#### DATA LISTING ####

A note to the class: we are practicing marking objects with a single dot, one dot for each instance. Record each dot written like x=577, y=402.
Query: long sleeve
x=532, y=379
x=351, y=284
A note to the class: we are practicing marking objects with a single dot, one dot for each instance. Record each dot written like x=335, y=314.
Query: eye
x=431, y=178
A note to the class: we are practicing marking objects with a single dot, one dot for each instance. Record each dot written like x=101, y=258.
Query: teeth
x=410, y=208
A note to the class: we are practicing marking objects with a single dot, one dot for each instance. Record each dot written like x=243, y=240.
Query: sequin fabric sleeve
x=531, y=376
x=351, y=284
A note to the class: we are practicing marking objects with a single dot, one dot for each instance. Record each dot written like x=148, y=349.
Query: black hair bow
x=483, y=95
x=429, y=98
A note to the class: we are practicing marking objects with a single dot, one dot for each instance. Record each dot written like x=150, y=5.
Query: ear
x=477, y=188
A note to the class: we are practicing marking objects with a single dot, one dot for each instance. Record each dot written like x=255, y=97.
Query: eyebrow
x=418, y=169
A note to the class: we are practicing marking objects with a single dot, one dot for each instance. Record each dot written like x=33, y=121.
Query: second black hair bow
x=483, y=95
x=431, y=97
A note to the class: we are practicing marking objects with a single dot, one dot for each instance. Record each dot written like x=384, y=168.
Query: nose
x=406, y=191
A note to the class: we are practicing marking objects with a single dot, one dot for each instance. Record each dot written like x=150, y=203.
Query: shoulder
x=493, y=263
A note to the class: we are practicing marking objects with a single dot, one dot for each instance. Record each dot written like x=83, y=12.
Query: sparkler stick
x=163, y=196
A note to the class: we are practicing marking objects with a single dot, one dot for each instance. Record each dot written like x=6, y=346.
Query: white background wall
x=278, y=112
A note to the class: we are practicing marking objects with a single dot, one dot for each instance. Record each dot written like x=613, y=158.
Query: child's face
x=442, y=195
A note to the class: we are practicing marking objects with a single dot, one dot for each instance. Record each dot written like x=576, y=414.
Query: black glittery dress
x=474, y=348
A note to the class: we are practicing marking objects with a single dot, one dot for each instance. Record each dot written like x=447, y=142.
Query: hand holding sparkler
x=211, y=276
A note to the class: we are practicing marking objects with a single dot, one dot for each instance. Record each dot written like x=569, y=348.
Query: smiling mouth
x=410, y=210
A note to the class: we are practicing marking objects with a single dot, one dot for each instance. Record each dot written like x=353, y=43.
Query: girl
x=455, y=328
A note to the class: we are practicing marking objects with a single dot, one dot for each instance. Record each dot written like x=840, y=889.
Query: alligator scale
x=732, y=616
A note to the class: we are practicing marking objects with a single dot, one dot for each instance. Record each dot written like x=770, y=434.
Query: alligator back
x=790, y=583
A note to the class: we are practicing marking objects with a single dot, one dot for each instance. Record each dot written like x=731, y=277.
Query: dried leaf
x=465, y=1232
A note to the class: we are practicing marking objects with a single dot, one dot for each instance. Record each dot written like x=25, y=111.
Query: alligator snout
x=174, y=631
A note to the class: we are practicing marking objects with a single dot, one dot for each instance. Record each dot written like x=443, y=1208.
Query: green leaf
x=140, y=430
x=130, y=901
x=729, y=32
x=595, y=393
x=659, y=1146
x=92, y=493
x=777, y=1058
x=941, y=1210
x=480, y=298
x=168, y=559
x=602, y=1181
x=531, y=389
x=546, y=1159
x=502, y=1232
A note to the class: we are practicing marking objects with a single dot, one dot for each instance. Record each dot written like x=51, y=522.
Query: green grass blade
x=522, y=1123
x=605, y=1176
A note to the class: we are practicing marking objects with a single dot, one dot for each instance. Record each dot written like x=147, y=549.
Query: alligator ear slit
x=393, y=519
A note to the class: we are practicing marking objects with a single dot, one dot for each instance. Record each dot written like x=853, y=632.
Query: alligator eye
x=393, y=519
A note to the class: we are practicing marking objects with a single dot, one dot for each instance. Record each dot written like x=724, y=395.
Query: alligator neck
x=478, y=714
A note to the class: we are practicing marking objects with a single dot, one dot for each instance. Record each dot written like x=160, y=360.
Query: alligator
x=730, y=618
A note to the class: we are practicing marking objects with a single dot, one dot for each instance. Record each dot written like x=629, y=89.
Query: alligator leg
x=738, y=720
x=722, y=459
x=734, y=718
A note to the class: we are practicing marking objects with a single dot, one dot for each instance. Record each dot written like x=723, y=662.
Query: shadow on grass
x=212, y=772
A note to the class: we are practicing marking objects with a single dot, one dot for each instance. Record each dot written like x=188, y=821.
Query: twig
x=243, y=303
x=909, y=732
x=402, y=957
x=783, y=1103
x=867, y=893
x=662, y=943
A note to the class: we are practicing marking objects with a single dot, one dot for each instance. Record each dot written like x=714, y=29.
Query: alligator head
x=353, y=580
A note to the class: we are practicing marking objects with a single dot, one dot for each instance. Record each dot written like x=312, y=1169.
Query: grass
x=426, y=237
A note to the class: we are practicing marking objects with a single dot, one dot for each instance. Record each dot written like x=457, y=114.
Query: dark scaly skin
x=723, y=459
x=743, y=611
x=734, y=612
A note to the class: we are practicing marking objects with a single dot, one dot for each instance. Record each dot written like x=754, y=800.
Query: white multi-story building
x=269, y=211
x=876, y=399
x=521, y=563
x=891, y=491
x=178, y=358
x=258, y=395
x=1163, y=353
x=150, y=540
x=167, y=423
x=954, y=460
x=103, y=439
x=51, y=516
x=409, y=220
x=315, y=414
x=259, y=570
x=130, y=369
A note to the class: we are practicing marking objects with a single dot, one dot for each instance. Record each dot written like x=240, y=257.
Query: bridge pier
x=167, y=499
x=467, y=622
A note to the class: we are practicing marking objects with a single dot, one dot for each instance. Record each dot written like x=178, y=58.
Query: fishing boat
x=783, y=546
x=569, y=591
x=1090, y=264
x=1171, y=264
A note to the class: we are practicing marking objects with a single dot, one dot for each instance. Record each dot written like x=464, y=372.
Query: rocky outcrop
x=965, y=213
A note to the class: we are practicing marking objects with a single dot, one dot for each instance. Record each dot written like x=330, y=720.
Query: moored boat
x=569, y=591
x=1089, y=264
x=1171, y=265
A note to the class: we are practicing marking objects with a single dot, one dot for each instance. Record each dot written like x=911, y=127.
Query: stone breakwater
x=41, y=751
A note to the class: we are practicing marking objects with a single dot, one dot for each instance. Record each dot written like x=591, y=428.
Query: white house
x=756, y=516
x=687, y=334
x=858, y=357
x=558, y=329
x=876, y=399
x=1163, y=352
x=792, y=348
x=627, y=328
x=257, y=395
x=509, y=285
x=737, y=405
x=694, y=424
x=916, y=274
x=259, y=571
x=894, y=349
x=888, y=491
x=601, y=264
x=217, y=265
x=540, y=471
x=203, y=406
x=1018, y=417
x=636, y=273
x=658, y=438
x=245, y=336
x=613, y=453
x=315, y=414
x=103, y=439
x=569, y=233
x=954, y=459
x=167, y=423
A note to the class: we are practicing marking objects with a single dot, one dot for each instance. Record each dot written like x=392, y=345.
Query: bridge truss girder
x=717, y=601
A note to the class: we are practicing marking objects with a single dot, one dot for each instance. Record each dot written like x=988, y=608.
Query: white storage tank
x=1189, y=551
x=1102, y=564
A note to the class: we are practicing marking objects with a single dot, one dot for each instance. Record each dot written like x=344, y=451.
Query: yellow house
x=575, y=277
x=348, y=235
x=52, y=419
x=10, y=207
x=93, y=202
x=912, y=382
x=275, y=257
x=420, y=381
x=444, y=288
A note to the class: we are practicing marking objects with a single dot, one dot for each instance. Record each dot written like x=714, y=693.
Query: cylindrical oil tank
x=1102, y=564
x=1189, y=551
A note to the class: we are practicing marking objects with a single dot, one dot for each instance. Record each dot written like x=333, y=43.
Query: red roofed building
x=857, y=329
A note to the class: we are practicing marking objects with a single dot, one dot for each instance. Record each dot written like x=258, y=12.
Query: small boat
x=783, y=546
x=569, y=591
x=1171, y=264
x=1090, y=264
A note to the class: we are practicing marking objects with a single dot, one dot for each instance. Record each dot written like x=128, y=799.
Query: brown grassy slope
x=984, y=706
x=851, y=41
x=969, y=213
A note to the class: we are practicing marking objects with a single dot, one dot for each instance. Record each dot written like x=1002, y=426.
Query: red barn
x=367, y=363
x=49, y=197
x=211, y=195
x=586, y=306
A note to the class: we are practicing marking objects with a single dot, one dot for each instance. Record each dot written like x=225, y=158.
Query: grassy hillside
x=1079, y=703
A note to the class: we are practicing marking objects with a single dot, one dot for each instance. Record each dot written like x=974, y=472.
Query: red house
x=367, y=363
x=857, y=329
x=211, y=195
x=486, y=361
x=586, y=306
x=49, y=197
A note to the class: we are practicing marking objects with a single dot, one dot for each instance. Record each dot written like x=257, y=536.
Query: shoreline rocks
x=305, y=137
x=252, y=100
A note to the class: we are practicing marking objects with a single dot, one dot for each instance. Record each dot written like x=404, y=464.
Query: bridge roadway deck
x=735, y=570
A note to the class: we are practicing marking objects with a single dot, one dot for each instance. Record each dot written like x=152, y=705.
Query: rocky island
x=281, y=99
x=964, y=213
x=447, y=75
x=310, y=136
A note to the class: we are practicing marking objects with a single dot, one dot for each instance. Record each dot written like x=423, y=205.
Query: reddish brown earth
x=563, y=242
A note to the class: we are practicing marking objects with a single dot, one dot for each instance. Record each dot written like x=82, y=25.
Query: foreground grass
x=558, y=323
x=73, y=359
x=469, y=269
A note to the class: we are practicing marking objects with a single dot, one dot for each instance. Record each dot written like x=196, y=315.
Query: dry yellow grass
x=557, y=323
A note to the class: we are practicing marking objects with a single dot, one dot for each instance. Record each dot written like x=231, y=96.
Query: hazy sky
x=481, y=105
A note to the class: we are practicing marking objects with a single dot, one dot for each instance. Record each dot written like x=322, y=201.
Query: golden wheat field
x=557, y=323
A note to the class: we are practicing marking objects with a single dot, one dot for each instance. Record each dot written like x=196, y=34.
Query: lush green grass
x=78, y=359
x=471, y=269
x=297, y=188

####

JOB: Shift every answer coordinate up by 102, and write out all the lines of the records from the line with "like x=257, y=536." through the line with "x=735, y=570", leaving the other numbers unchanged.

TASK OUTPUT:
A note to the class: we are practicing marking objects with a single dot, one dot for each instance. Record each dot written like x=257, y=536.
Query: shoreline rocks
x=407, y=239
x=354, y=202
A note to the class: we are practicing marking objects with a single dot, one dot for each instance. Record each dot written like x=404, y=464.
Query: bridge roadway deck
x=837, y=672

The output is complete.